**What you will do:** From the records below, extract all the text exactly and leave the images behind.

**Dataset extract:**
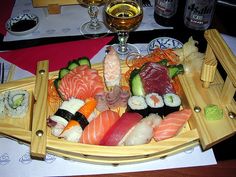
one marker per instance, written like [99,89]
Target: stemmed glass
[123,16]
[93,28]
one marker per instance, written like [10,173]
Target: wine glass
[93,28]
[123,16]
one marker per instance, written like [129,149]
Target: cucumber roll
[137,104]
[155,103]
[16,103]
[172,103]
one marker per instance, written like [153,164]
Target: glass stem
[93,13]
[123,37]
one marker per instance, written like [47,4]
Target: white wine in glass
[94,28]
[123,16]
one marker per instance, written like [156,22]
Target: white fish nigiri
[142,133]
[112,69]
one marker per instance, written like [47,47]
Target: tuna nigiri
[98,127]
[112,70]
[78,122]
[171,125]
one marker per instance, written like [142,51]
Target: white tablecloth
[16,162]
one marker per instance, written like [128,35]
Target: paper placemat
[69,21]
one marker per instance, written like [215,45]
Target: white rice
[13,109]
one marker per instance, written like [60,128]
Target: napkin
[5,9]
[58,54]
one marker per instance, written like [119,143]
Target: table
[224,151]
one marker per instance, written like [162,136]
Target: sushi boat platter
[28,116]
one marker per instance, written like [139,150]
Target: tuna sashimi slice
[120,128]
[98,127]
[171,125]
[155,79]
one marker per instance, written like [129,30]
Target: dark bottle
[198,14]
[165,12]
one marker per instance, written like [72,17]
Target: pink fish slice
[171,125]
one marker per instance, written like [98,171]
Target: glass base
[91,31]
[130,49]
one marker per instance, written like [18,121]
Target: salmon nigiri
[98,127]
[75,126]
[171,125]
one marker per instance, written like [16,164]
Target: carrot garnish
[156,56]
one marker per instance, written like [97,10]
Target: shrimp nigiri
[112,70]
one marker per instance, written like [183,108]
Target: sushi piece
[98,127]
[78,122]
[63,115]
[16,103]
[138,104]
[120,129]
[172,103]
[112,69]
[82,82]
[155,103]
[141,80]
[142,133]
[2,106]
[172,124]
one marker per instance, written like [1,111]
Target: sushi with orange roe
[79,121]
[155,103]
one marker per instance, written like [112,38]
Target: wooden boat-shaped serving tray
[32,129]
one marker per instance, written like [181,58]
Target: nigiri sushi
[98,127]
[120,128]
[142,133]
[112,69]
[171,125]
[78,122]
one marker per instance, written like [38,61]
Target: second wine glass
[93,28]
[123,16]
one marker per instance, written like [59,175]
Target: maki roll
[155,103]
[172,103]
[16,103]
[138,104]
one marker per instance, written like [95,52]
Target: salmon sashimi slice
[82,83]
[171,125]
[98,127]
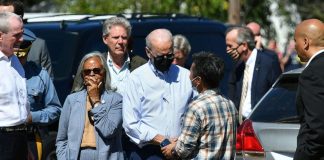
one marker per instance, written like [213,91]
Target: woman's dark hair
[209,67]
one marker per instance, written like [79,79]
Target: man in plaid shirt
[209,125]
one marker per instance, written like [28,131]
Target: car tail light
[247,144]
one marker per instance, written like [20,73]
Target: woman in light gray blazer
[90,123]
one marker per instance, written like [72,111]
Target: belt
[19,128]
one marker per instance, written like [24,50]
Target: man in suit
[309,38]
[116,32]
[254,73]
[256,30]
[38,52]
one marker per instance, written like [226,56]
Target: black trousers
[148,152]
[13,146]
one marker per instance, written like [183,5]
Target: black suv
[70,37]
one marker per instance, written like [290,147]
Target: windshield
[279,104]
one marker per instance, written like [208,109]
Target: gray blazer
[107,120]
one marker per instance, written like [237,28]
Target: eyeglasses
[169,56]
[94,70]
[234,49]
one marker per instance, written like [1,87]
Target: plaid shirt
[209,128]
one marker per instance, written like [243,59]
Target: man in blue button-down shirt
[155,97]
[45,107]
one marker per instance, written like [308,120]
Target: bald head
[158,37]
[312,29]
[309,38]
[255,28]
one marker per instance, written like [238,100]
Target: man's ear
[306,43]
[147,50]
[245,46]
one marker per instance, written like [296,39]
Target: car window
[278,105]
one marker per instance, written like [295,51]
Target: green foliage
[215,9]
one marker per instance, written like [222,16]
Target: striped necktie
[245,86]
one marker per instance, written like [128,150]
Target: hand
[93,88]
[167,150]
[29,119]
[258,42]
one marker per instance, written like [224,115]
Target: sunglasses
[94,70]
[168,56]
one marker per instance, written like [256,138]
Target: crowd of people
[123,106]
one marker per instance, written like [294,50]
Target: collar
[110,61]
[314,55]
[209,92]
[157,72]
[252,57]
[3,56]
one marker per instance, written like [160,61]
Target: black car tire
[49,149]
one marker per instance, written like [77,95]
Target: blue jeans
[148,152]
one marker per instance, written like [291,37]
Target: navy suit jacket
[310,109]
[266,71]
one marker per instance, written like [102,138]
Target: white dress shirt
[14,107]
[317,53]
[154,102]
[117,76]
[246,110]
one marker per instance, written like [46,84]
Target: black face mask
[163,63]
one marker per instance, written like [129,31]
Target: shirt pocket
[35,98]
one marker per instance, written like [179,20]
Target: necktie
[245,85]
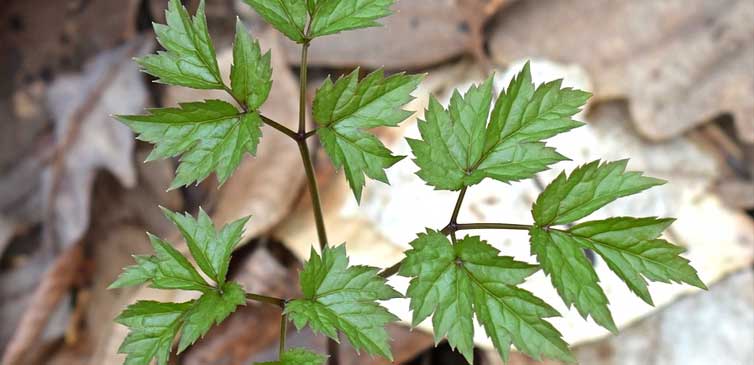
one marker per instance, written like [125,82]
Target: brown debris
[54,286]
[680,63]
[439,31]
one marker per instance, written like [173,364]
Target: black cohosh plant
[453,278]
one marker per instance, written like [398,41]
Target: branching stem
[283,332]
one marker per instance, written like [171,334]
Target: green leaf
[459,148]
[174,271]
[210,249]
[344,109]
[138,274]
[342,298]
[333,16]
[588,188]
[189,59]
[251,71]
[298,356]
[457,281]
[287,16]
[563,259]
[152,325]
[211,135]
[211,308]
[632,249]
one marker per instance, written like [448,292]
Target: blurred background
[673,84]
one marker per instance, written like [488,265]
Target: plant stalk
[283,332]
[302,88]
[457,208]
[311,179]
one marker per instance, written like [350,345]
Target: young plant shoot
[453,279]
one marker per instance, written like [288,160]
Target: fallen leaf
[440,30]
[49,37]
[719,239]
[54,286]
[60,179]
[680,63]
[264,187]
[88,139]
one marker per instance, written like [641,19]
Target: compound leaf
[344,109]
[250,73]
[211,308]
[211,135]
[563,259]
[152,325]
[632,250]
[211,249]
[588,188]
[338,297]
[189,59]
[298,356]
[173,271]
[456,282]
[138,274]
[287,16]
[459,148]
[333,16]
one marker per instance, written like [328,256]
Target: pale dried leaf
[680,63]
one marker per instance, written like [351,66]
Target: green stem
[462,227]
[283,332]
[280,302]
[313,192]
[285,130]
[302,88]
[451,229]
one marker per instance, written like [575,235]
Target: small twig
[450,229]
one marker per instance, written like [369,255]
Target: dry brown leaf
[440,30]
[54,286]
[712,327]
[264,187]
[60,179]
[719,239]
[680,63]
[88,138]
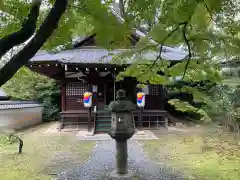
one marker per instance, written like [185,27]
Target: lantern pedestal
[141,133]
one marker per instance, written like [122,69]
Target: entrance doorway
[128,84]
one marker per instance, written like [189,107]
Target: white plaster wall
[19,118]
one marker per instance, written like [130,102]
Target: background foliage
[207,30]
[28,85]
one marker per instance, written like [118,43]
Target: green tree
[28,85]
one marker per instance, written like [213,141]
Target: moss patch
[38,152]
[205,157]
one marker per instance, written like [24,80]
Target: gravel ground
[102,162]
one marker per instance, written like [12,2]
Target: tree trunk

**Answer box:**
one marker per instance, written like [99,89]
Target: stemmed glass
[123,16]
[93,28]
one marker per instance, written like [10,173]
Target: wine glass
[93,28]
[123,16]
one marker per instance, written like [129,149]
Target: cucumber roll
[137,104]
[155,103]
[16,103]
[172,103]
one marker per instance, written like [153,164]
Target: glass stem
[93,13]
[123,37]
one marker per instance, written like [47,4]
Target: white wine in glass
[94,28]
[123,16]
one marker per instance, written like [156,22]
Target: white fish nigiri
[142,133]
[112,69]
one marker per instance, written like [47,47]
Target: tuna nigiri
[98,127]
[112,70]
[78,122]
[171,125]
one marker per instance, written like [142,51]
Target: white tablecloth
[16,162]
one marker per instance, written like [128,35]
Target: paper placemat
[69,21]
one marker per instance, written like [215,45]
Target: white rice
[13,109]
one marker per instance, written like [60,128]
Target: napkin
[5,9]
[58,54]
one marker per instance, written like [119,143]
Target: table
[224,151]
one marker per instance, written like [162,136]
Target: sushi boat platter
[28,116]
one marker per instance, written like [139,150]
Target: tuna sashimi slice
[120,128]
[98,127]
[171,125]
[155,79]
one marker per instance, written like [129,30]
Target: dark bottle
[198,14]
[165,12]
one marker per instance, written like [72,17]
Target: pink fish slice
[171,125]
one marker per instance, written like [98,171]
Target: glass base
[91,31]
[130,49]
one marker per instance, written like [18,121]
Target: salmon nigiri
[98,127]
[75,126]
[171,125]
one marker per instance, written like [16,164]
Target: carrot garnish
[156,56]
one marker per instance, written like [97,10]
Target: shrimp nigiri
[112,70]
one marker per instance, written like [183,108]
Target: sushi piece
[98,127]
[78,122]
[63,115]
[16,103]
[138,104]
[120,129]
[172,103]
[112,69]
[82,82]
[155,103]
[141,80]
[142,133]
[2,106]
[172,124]
one marker per instance, written like [1,111]
Target: sushi with orange roe
[79,121]
[155,103]
one marker per instance, written like [112,38]
Target: wooden boat-shaped serving tray
[32,129]
one marker per instance, written like [181,58]
Target: nigiri sushi
[98,127]
[120,128]
[142,133]
[112,69]
[171,125]
[78,122]
one marker per instance, written like [38,61]
Target: second wine glass
[93,28]
[123,16]
one marker per instance, written like [59,175]
Target: maki roll
[155,103]
[172,103]
[16,103]
[138,104]
one marker per instance, written like [95,52]
Target: salmon sashimi slice
[82,83]
[171,125]
[98,127]
one marker per instance, written like [213,91]
Target: woman's dark hair
[209,67]
one marker per instance, written like [79,79]
Target: man in plaid shirt
[209,125]
one marker per instance, written like [28,131]
Target: car tail light
[247,144]
one marker per instance, written like [20,73]
Target: woman in light gray blazer
[90,123]
one marker per instance, written like [72,111]
Target: belt
[19,128]
one marker per instance, written like [24,50]
Target: man in suit
[309,38]
[116,32]
[254,73]
[256,30]
[38,52]
one marker per instance, written like [226,56]
Target: black trousers
[148,152]
[13,146]
one marker per instance, written like [183,5]
Target: black suv
[70,37]
one marker per instance, written like [290,147]
Target: windshield
[279,104]
one marker per instance, written like [208,109]
Target: gray blazer
[107,120]
one marker per instance, written like [237,28]
Target: eyeglasses
[169,56]
[94,70]
[234,49]
one marker per instance, written like [1,87]
Target: plaid shirt
[209,128]
one marker per instance, written like [243,59]
Target: man in blue button-down shirt
[155,97]
[45,107]
one marker per instance, written like [308,120]
Target: bald head
[158,37]
[312,29]
[309,38]
[255,28]
one marker per instance, written like [238,100]
Target: man's ear
[306,43]
[147,50]
[245,46]
one marker per instance, written like [296,39]
Target: car window
[278,105]
one marker per instance, written like [295,51]
Target: green foliage
[215,9]
one marker per instance, written like [222,16]
Target: striped necktie
[245,86]
one marker per instance, written like [128,150]
Target: hand
[93,88]
[167,150]
[29,119]
[258,42]
one marker per instance, written like [224,115]
Target: sunglasses
[94,70]
[168,56]
one marker per instance, written like [256,138]
Target: crowd of people
[123,106]
one marker per instance, written like [294,50]
Target: collar
[110,61]
[314,55]
[209,92]
[157,72]
[252,57]
[3,56]
one marker per instance, written like [160,61]
Target: black car tire
[49,149]
one marker per instance, written like [77,95]
Target: blue jeans
[148,152]
one marker per instance, written like [291,37]
Target: navy suit jacket
[310,109]
[266,71]
one marker per instance, written like [102,138]
Target: white dress shirt
[14,107]
[317,53]
[154,102]
[117,76]
[246,110]
one marker per instance, written like [46,84]
Target: black face mask
[163,63]
one marker per instance, written like [129,31]
Target: shirt pocket
[35,98]
one marker per instance, written like [179,20]
Target: necktie
[245,85]
one marker per instance, written like [125,82]
Target: brown debris
[54,286]
[680,63]
[439,31]
one marker per instance, written like [173,364]
Target: black cohosh plant
[453,278]
one marker per instance, written like [398,41]
Target: branching stem
[283,332]
one marker per instance, written like [171,334]
Target: green leaf
[459,148]
[174,271]
[210,249]
[344,109]
[138,274]
[342,298]
[333,16]
[588,188]
[189,59]
[251,71]
[298,356]
[457,281]
[287,16]
[563,259]
[152,325]
[211,135]
[211,308]
[632,249]
one marker per instance, written like [448,292]
Target: blurred background
[673,84]
one marker per instance, written like [488,265]
Target: plant stalk
[283,332]
[302,88]
[457,208]
[311,179]
one marker per instance, written like [350,345]
Target: young plant shoot
[453,279]
one marker per instance, written like [288,160]
Target: fallen leaf
[440,30]
[49,37]
[719,239]
[54,286]
[60,179]
[680,63]
[264,187]
[88,139]
one marker per instance, written like [641,19]
Target: compound leaf
[344,109]
[250,73]
[211,308]
[211,135]
[563,259]
[152,325]
[632,250]
[211,249]
[588,188]
[338,297]
[189,59]
[298,356]
[173,271]
[456,282]
[138,274]
[287,16]
[459,148]
[333,16]
one marker per instance, written like [328,256]
Target: pale dried leaf
[680,63]
one marker per instance, written like [351,66]
Target: green stem
[462,227]
[283,332]
[280,302]
[313,192]
[285,130]
[302,88]
[451,229]
one marker per instance, written like [575,235]
Target: small twig
[450,229]
one marker per instance, written like [369,255]
Target: dry brown leaf
[440,30]
[54,286]
[712,327]
[264,187]
[60,179]
[719,239]
[680,63]
[88,138]
one marker per instance, written like [185,27]
Target: lantern pedestal
[141,133]
one marker per instance, written like [122,69]
Target: entrance doorway
[128,84]
one marker per instance, written like [189,107]
Target: white plaster wall
[19,118]
one marker per instance, written like [130,102]
Target: background foliage
[207,30]
[28,85]
one marker per instance, written like [118,43]
Target: green tree
[28,85]
one marker per instance, written like [213,141]
Target: moss patch
[38,152]
[205,157]
one marker per instance, written like [24,80]
Target: gravel ground
[102,162]
one marker per instance, written like [12,2]
Target: tree trunk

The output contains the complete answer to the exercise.